-- DATA SHOWN --
········
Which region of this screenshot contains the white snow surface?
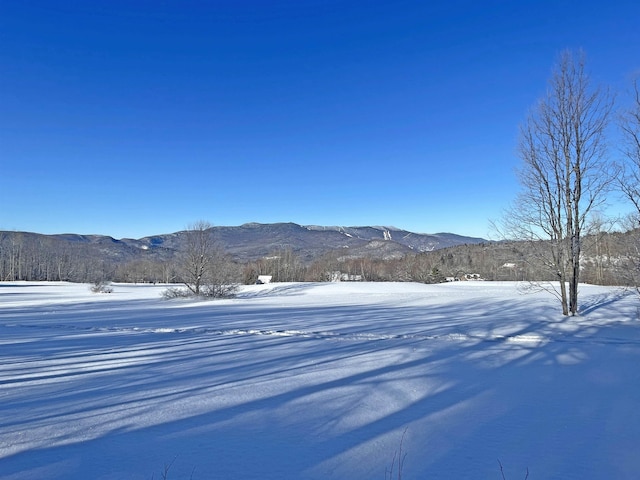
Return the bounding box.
[0,282,640,480]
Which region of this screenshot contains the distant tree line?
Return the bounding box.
[0,225,640,288]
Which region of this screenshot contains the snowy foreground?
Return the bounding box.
[0,282,640,480]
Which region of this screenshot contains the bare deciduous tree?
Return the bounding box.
[503,51,613,315]
[619,80,640,221]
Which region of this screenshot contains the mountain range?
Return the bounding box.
[6,223,486,262]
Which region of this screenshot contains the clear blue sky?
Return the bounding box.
[0,0,640,238]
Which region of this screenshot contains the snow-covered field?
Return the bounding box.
[0,282,640,480]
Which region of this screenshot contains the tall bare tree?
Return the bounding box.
[504,51,613,315]
[181,220,239,297]
[181,220,215,295]
[620,80,640,219]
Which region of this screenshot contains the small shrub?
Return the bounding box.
[162,287,194,300]
[91,280,113,293]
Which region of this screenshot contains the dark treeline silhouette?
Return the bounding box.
[0,230,640,286]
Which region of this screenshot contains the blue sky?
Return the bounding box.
[0,0,640,238]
········
-- EXERCISE TASK --
Rewrite all the material above so that every "screenshot" becomes "image", keeping everything else unchanged. Leave the pictures out.

-- SOLUTION TO THIS EXERCISE --
Which region of this image contains the white snow surface?
Return the bounding box.
[0,282,640,480]
Which region of this image contains the distant tree line?
Return the bounding box.
[0,225,640,288]
Which region of this image contains the snowy foreground?
Return the bounding box.
[0,282,640,480]
Which region of this image contains the bare deciduous tree?
Return the bounding box.
[503,51,613,315]
[619,80,640,221]
Which region of this image contains the mountain range?
Return the bounding box.
[6,223,486,262]
Which region of this image contains the clear blue sky?
Return the bounding box.
[0,0,640,238]
Which region of this image contains the snow-covered field?
Return the bounding box.
[0,282,640,480]
Which region of this image contains the tall bare tree?
Return the bounding box.
[504,51,613,315]
[181,220,239,297]
[181,220,215,295]
[620,80,640,219]
Which region of this image contains the small shrub?
Return the bounding box.
[162,287,194,300]
[91,280,113,293]
Which region of this image contains the dark treeline silhouette?
Return the bounding box.
[0,230,640,286]
Which region of this image contains the blue sky?
Return the bounding box.
[0,0,640,238]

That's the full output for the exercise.